Please return every line of the data below that contains the string "sweatshirt". Case counts.

Pointing data
·····
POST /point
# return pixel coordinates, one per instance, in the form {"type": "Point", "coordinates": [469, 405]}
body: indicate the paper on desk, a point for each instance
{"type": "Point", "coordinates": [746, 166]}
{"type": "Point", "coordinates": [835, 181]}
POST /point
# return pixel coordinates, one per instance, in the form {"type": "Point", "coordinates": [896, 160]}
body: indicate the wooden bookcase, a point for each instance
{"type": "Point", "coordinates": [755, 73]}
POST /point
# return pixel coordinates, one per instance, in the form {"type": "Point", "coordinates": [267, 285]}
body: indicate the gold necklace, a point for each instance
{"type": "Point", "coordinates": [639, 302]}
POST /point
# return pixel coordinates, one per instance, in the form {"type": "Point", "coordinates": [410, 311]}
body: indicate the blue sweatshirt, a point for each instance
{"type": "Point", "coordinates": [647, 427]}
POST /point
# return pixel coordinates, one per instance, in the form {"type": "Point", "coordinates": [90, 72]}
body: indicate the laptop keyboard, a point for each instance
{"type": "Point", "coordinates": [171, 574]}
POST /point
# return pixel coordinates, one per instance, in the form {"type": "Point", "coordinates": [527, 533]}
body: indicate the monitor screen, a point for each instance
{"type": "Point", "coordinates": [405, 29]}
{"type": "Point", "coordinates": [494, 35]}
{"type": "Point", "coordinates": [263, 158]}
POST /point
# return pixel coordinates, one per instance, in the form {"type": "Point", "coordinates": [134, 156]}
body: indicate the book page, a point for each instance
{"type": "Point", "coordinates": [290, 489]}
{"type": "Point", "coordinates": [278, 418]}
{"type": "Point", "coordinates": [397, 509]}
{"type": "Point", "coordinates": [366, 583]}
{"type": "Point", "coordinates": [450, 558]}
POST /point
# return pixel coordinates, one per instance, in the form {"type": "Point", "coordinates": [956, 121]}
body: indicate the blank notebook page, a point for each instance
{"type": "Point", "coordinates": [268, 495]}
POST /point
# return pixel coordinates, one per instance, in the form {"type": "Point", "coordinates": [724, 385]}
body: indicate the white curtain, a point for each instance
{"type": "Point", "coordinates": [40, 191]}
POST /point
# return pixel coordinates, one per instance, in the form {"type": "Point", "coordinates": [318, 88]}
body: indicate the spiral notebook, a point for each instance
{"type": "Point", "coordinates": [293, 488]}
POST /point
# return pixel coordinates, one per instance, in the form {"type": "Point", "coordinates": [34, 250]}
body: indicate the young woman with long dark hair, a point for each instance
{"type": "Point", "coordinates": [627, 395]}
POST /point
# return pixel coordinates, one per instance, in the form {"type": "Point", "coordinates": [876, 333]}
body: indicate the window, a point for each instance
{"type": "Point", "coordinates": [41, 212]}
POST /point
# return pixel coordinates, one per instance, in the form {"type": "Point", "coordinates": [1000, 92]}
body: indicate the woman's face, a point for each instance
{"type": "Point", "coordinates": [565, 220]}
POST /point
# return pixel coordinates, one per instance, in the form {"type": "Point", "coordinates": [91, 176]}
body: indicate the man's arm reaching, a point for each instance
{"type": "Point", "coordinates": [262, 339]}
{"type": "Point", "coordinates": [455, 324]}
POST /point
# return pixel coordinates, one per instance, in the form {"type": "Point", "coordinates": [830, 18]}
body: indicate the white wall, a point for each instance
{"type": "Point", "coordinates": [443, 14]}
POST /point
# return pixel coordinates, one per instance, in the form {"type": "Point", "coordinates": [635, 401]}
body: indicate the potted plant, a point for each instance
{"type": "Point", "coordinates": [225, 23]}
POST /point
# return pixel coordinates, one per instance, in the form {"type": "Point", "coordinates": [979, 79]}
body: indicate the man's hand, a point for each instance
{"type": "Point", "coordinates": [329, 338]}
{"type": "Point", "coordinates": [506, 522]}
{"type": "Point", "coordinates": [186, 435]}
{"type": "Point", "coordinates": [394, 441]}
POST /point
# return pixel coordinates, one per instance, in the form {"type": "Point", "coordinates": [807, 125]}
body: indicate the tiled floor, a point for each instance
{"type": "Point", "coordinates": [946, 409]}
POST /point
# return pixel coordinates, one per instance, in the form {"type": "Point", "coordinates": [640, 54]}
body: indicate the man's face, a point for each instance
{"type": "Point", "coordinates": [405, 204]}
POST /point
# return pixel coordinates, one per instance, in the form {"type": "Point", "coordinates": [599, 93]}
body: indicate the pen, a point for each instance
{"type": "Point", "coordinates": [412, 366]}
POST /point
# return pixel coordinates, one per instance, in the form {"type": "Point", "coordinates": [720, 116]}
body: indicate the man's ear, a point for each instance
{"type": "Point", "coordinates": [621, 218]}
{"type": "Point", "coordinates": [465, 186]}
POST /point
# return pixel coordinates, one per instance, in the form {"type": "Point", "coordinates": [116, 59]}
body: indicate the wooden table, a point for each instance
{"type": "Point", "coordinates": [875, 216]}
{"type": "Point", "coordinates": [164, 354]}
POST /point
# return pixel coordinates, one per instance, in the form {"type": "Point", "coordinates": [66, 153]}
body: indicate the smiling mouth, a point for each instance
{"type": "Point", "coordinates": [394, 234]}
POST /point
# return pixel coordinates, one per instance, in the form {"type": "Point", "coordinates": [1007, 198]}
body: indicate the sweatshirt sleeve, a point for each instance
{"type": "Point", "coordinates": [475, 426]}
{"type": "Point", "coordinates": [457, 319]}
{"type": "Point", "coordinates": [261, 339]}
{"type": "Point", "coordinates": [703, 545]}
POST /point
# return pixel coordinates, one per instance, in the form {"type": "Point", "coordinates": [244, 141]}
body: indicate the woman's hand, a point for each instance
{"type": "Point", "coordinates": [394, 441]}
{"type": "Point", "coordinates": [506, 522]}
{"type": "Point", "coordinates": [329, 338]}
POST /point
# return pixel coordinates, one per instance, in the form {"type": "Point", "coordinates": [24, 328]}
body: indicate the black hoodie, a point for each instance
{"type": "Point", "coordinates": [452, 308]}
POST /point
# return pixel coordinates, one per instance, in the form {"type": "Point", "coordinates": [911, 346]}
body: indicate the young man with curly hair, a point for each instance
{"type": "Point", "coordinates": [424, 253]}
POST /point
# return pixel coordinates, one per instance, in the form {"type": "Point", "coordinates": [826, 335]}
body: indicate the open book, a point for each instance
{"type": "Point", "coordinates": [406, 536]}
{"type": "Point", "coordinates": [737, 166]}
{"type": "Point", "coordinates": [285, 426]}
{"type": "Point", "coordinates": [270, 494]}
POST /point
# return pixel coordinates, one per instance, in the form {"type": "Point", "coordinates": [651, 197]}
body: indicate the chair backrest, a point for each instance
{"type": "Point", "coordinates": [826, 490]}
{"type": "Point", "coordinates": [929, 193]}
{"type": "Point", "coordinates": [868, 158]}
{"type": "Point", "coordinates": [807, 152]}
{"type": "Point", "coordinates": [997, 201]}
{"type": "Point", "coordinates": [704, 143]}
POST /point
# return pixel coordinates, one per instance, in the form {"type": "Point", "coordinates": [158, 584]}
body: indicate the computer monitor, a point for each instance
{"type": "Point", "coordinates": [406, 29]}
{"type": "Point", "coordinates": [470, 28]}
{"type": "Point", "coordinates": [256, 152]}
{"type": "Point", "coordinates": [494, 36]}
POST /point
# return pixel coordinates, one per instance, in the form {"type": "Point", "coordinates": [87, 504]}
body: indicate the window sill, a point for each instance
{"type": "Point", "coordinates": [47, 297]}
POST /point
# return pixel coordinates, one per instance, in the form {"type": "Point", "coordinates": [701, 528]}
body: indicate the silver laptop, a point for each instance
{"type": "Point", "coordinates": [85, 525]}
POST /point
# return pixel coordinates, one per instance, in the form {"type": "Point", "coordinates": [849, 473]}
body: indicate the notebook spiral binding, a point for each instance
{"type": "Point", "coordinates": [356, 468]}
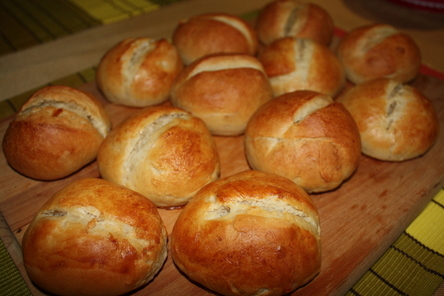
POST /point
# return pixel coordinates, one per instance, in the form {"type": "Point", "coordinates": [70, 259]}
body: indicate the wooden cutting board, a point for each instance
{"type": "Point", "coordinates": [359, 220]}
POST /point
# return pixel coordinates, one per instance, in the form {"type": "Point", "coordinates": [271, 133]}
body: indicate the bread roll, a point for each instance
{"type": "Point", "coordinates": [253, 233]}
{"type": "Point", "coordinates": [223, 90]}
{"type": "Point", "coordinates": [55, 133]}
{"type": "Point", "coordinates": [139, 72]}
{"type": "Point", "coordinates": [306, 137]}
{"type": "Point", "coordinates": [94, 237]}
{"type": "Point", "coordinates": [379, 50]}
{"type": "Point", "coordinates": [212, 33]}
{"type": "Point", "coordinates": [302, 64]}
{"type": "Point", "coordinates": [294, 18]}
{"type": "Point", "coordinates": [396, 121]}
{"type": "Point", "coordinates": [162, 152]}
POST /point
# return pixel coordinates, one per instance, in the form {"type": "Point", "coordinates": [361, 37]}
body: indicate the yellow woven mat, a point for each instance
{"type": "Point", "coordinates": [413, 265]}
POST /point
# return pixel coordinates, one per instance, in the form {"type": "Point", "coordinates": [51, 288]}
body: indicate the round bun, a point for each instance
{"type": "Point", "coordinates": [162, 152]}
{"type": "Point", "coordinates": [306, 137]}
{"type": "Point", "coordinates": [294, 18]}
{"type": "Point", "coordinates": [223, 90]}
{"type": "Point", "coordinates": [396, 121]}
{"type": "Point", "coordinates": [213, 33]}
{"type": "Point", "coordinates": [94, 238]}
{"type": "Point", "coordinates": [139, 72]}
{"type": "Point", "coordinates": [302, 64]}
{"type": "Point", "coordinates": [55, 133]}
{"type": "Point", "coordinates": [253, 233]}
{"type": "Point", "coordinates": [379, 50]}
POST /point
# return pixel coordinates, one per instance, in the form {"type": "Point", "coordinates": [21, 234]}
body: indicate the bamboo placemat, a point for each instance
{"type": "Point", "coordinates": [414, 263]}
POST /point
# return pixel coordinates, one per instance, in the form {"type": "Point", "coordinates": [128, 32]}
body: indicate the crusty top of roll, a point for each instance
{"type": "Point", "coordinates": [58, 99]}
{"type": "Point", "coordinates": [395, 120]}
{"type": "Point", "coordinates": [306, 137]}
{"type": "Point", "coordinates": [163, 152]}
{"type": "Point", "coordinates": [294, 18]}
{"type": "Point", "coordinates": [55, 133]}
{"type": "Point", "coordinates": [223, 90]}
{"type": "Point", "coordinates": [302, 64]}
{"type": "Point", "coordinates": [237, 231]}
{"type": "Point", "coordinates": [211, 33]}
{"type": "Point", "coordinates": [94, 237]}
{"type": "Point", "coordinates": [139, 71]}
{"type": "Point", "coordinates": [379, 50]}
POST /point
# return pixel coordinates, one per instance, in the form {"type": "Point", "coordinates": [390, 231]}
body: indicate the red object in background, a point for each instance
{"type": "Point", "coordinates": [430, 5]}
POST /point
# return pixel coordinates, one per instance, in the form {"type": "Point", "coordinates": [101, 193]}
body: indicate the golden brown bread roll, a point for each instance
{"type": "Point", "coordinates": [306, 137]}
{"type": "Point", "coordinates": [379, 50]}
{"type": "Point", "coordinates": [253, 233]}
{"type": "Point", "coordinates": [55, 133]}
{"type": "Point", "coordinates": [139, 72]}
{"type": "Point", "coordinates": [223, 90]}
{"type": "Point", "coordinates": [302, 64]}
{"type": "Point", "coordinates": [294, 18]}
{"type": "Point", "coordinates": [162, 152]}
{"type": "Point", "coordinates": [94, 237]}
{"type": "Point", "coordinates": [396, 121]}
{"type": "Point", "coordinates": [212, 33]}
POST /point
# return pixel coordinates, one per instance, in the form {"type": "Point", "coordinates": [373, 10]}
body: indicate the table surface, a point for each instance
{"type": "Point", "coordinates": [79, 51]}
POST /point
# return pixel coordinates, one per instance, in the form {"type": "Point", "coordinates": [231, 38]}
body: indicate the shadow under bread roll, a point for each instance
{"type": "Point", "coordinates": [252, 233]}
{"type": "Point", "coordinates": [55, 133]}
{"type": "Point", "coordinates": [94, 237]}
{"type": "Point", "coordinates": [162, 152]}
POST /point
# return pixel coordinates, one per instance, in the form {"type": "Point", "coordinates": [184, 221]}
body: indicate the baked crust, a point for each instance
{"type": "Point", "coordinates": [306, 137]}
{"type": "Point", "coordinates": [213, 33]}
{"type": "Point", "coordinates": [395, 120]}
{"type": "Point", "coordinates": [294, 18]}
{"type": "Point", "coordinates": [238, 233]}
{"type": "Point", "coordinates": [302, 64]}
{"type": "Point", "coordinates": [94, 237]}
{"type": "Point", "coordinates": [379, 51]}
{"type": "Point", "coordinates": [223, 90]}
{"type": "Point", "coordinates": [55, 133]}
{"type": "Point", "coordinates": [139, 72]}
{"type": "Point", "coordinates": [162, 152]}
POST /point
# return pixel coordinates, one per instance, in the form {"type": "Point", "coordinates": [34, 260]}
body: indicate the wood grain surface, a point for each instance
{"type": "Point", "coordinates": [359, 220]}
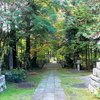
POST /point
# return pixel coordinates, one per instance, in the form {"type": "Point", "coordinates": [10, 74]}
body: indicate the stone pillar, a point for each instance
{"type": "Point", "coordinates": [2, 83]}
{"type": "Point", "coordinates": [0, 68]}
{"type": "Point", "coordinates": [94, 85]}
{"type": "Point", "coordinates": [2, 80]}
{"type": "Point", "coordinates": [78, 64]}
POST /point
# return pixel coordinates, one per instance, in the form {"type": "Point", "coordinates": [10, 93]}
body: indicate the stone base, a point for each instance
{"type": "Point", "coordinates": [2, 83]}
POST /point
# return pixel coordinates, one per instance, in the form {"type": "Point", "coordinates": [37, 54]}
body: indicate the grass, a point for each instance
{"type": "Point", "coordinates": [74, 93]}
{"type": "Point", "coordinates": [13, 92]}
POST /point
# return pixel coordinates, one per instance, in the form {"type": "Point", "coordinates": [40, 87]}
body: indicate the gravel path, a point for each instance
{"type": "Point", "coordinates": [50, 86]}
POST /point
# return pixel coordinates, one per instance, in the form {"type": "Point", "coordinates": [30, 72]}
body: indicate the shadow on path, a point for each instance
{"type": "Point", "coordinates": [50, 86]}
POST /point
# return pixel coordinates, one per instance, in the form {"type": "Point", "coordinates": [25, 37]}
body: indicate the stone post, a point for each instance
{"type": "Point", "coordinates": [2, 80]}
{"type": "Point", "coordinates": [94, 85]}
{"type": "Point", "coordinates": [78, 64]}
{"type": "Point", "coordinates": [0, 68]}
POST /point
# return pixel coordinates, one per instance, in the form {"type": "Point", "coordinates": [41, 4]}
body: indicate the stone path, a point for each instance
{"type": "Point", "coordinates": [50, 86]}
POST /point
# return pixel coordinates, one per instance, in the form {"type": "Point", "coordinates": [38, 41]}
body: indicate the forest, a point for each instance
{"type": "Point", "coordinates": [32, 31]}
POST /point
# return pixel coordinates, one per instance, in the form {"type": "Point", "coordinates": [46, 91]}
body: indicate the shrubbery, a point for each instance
·····
Complete response:
body: indicate the blue sweatshirt, a point for each instance
body: indicate the sweatshirt sleeve, a point for each instance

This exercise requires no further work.